◆ Work to complete:
**a)** Answer these questions from the text on chicken digestion:
(i) Which part of the digestive tract acts as an expandable storage component?
(ii) What share of the cells in a chicken is predicted to be bacteria at any one time?
(iii) What do birds receive in the hatchery to help with colonisation in the gut?
**b)** Write what comes next in the text on chicken digestion and gut bacteria, picking up after its final sentence.

◆ Text under study:
_ _ _ _ _

When looking at a bird’s digestion, this obviously starts at the beak where salivary glands begin the digestion process. Feed then descends into the crop via the esophagus, with the crop acting as an expandable storage component. Feed then passes into the proventriculus where digestive enzymes are released and then into the gizzard which is effectively a muscular stomach for mechanical breakdown.
The small intestine consists of the duodenum, jejunum and ileum where nutrients are absorbed. The lower intestine absorbs water and uses bacteria to help digestion, with the caeca helping with fermentation of undigested feed.
Any remaining products pass through the cloaca and are excreted.
The microbiome of the gut
The digestion and absorption process involves a whole network of different mechanisms and components that require specific conditions in the gut to work effectively. In addition, the bird uses microorganisms to help with digestion.
For scale, it’s predicted that over 50% of cells in the chicken at any one time are bacteria. Multiply that by 100 and that will be the number of viruses present.
This population of bacteria, viruses and other microorganisms is referred to as the microbiome of the gut.
The microorganisms that make up the microbiome of the gut are initially transferred from the hen and subsequently the environment in the first few days of life. In the hatchery the birds will receive probiotics – good live bacteria – to help with colonisation in the gut.
The difference to a good or bad crop
The beneficial gut microbiome, consisting of a complex mixture of good bacteria including lactobacilli and peptidococcus species, will promote digestion and growth rates and develop the immune system.
An increase in bad bacteria like salmonellas, E. coli and some clostridium species, will decrease growth rates, cause disease, and impede bird welfare.

_ _ _ _ _

Recorded data:

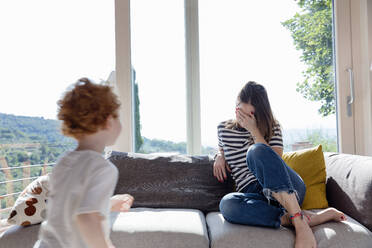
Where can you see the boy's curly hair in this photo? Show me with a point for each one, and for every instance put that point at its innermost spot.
(85, 108)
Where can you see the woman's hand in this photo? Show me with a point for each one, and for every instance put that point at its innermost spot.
(219, 168)
(248, 121)
(121, 203)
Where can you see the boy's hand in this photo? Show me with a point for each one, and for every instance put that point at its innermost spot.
(121, 203)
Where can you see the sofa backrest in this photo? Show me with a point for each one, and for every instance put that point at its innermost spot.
(169, 181)
(349, 185)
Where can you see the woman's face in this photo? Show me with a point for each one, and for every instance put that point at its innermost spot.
(246, 108)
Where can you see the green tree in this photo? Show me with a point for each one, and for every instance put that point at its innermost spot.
(316, 137)
(311, 31)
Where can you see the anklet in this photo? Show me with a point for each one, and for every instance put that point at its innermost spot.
(298, 214)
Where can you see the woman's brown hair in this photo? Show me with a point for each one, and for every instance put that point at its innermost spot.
(256, 95)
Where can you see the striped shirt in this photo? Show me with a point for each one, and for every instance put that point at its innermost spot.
(235, 143)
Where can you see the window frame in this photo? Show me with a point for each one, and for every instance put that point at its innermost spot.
(354, 133)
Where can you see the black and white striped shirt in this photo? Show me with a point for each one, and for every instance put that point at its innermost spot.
(235, 143)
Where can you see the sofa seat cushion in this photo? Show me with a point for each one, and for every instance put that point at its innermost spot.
(162, 228)
(223, 234)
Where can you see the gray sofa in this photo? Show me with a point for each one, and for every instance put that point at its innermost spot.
(177, 201)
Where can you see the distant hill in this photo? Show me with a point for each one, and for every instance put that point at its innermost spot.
(25, 129)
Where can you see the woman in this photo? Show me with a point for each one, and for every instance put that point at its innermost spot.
(269, 192)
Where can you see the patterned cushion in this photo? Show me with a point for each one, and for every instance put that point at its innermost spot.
(30, 207)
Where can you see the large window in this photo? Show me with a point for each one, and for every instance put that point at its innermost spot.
(45, 46)
(158, 61)
(244, 41)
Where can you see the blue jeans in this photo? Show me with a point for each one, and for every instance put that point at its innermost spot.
(255, 205)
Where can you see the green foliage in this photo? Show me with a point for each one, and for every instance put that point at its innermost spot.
(311, 31)
(318, 137)
(138, 136)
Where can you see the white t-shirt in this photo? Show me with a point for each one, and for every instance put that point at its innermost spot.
(81, 182)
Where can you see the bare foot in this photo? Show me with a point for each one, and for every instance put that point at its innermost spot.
(304, 235)
(329, 214)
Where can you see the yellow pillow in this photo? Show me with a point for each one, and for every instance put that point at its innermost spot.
(310, 165)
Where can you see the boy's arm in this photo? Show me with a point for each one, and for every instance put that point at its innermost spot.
(90, 227)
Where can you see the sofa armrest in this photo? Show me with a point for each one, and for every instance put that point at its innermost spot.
(349, 185)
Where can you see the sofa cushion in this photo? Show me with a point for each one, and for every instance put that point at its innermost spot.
(349, 185)
(310, 165)
(223, 234)
(163, 228)
(169, 181)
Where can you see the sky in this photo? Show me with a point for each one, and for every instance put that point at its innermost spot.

_ _ _ _ _

◆ Responses in order:
**a)**
(i) The crop.
(ii) Over 50%.
(iii) Probiotics, which are good live bacteria.

**b)**
In summary, a good microbiome can be the difference between a very poor and a very good crop. When the microbiome on site shift in the poor direction, either due to a potential pathogenic cause or environmental issue, it can be difficult to reverse, often resulting in a number of consecutive poor crops.
The important role of acidity in the gut
Acidity plays an important role in the gut. A pH of 7 is neutral, 1 very acidic and 14 very alkaline however that scale isn’t proportional. For example, a pH of 4 will be 10 times as acidic as a pH of 5.
The top part of the gut in the proventriculus and the gizzard is naturally acidic. The lower part is naturally neutral, if not slightly alkaline. Most bacteria can be found in the lower part of the gut in the alkaline conditions. And this is where organic acids have an impact.
A normal acid will not reach the lower part of the gut as it will lose its acidic properties in the face of a weak alkaline environment. By using a buffered acid, the acidic properties remain unaffected and will reach the bacteria in the lower part of the gut.
The bad bacteria will actively try to remove this acidity, until it runs out of energy. When this happens, the bad bacteria will die or at least have reduced viability. Conversely, the good bacteria prefer the acidic environment and will thrive.